Извлеките из текста о нервозности и неврастении дословный фрагмент между словами «Однако с началом» и «(см. примеч. 92).» включительно.

- Текстовый блок:
####

Эпоха нервозности. Германия от Бисмарка до Гитлера - стр. 52
Для пациентов и их врачей наиважнейшим был, конечно, вопрос о том, безобидны ли нервозность и неврастения или опасны. К этому присоединялся и вопрос о том, самостоятельные ли это заболевания или же они лишь предваряют другие, более страшные психические болезни. Мёбиус называл нервозность «первичной слизью», из которой «берут свое начало все общие нервные заболевания». Крафт-Эбинг называл нервозность «своего рода ящиком Пандоры», из которого могут выходить «всевозможные недуги». Неудивительно, что самым частым из страхов, распространенных среди неврастеников, была боязнь неизбежного безумия.
Однако с началом нового века общая тенденция среди медиков заключалась скорее в том, чтобы избавить неврастению от всего, что вызывало бы страх. Теория о наследовании приобретенных свойств стала вызывать недоверие. Методы диагностики тяжелых органических расстройств, таких как туберкулез и сифилис, усовершенствовались, стало легче выделить тяжелые психозы из обширного спектра нервных расстройств. Поль Дюбуа пришел к заключению, что из всех психоневрозов неврастения «наиболее доброкачественный». Хотя и случается, что она перерождается в «душевное расстройство», «но в еще большей степени я поражен, насколько доброкачественным оказывается это расстройство в тех своих формах, которые поначалу казались тяжелыми» (см. примеч. 92).

####

- Записанные сведения:
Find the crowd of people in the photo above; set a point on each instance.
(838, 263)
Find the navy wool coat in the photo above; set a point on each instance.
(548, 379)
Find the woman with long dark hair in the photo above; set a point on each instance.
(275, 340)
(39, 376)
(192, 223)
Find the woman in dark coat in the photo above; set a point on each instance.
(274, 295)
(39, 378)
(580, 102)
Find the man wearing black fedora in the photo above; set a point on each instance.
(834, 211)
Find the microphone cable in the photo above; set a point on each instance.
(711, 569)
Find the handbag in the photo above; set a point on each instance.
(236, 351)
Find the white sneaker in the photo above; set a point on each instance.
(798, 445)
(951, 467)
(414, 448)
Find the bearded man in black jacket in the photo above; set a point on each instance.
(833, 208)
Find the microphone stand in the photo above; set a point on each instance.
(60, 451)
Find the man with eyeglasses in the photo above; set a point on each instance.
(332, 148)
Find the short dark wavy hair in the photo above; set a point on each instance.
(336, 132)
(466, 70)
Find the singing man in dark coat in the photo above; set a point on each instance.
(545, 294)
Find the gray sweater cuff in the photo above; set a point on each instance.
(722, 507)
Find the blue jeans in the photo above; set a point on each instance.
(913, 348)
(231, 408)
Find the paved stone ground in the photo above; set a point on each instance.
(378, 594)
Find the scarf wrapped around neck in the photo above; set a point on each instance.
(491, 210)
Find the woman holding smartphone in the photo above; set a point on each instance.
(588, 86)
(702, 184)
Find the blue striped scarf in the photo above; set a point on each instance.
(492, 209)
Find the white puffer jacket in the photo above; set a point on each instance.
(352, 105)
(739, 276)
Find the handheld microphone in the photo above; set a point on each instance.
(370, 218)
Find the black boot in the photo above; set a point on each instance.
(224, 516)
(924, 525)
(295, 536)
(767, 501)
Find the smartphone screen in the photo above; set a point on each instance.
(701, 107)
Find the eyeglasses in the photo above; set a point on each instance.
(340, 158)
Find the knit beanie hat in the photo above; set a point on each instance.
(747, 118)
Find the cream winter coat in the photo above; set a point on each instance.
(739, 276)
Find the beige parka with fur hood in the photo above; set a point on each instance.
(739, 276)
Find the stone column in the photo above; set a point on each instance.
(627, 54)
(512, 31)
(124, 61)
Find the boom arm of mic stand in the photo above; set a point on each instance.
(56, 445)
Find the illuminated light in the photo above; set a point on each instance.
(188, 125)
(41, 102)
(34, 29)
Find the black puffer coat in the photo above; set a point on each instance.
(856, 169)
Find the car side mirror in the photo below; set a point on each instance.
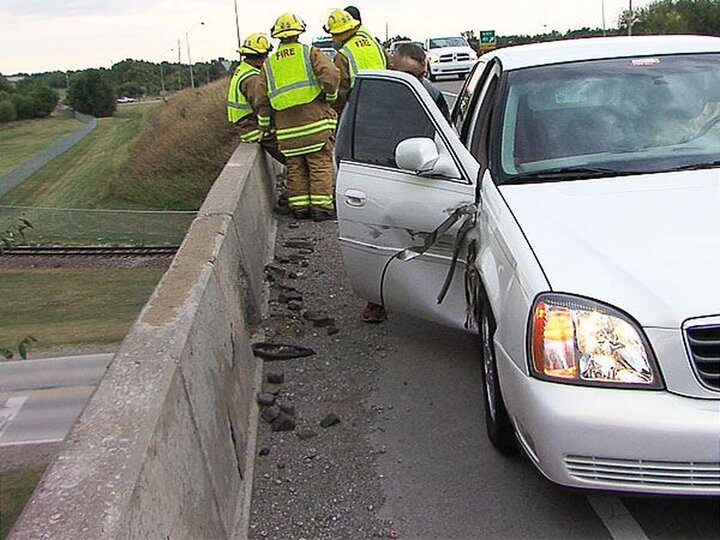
(422, 156)
(417, 155)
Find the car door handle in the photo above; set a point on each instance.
(353, 197)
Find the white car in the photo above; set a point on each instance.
(577, 196)
(449, 56)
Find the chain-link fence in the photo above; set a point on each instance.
(30, 166)
(76, 226)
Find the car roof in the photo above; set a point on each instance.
(575, 50)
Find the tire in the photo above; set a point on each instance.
(497, 420)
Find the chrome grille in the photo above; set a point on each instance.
(704, 343)
(644, 473)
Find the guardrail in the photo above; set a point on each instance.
(30, 166)
(163, 448)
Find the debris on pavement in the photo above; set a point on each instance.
(329, 421)
(280, 351)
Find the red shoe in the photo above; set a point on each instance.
(373, 313)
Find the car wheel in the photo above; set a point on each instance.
(497, 420)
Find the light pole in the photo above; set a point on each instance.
(187, 42)
(162, 75)
(237, 25)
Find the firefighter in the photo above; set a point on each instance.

####

- Результат выполнения:
Однако с началом нового века общая тенденция среди медиков заключалась скорее в том, чтобы избавить неврастению от всего, что вызывало бы страх. Теория о наследовании приобретенных свойств стала вызывать недоверие. Методы диагностики тяжелых органических расстройств, таких как туберкулез и сифилис, усовершенствовались, стало легче выделить тяжелые психозы из обширного спектра нервных расстройств. Поль Дюбуа пришел к заключению, что из всех психоневрозов неврастения «наиболее доброкачественный». Хотя и случается, что она перерождается в «душевное расстройство», «но в еще большей степени я поражен, насколько доброкачественным оказывается это расстройство в тех своих формах, которые поначалу казались тяжелыми» (см. примеч. 92).